WHAT YOU NEED TO DO → Please give the data below again in full, exactly as it stands.

(Location labeling records)

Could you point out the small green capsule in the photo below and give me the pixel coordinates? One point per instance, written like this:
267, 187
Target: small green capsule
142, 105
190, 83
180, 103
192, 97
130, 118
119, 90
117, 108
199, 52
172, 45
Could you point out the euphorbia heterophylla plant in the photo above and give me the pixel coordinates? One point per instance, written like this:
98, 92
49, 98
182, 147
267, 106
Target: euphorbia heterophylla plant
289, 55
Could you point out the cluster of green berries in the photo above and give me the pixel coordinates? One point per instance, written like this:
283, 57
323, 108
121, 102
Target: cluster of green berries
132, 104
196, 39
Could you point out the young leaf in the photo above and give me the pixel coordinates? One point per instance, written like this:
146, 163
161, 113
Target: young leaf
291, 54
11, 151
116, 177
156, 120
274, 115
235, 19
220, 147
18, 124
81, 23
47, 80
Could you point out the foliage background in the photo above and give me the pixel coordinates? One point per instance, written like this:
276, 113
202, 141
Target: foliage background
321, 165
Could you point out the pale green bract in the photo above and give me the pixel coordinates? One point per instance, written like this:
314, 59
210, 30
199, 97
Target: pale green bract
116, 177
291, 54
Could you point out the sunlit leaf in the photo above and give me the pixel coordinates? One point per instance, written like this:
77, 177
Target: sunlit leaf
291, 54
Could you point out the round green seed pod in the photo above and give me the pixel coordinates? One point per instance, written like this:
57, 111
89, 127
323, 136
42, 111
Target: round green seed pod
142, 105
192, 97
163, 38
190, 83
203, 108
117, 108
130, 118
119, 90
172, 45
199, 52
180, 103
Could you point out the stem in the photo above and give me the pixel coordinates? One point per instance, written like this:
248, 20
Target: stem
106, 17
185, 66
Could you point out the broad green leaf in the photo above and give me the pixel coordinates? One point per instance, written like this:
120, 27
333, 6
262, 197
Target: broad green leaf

WORKED SOLUTION →
Could you point out the small green capsule in the photo below and give me the pixel coordinates? One point per instance, written like this:
267, 187
Target: small green capsule
142, 105
190, 83
180, 103
192, 97
130, 118
119, 90
117, 108
199, 52
172, 45
Could you point out the euphorbia heterophylla plant in the photo above and give me the pixel coordinates? One point per instance, written like this:
98, 92
49, 98
182, 147
267, 106
Target: euphorbia heterophylla plant
289, 55
Could you point out the cluster of green berries in the photo above and give me the pixel coordinates? One point per instance, written like this:
283, 57
323, 108
121, 102
Target: cluster of green berries
132, 104
196, 39
Could you point out the young leaf in the photo above and give me the pixel coordinates? One point per instance, written like this:
146, 163
161, 113
Target: young leaf
291, 54
11, 151
116, 177
156, 120
274, 115
235, 19
220, 147
18, 124
81, 23
47, 80
Could you point out the foliage background in the photo above and give me the pixel coordinates? One point per instance, written like this:
276, 113
202, 141
Target: foliage background
321, 165
Could you point out the pale green bract in the photo above and give me the pixel coordinates? One point per instance, written like this:
314, 59
210, 30
199, 97
Target: pale green bract
116, 177
291, 54
Could you point out the sunlit leaf in the photo above and give me the pixel coordinates? One point per instance, written like this:
77, 177
Target: sunlit leaf
291, 54
Could you point out the round green seed pod in the photo above and give me the pixel coordinates? One point per instance, written like this:
57, 111
89, 127
323, 136
42, 111
Target: round green seed pod
142, 105
192, 97
163, 38
190, 83
203, 108
117, 108
130, 118
119, 90
172, 45
199, 52
180, 103
Could you point out the stem in the photo above and give me the pixel coordinates? One point per instance, written like this:
248, 20
Target: stem
106, 17
185, 66
Could you point out the broad green leaf in the photo above and give me the pixel coordinates? One point per instance, written like this:
120, 27
333, 6
262, 197
Target: broad green leaf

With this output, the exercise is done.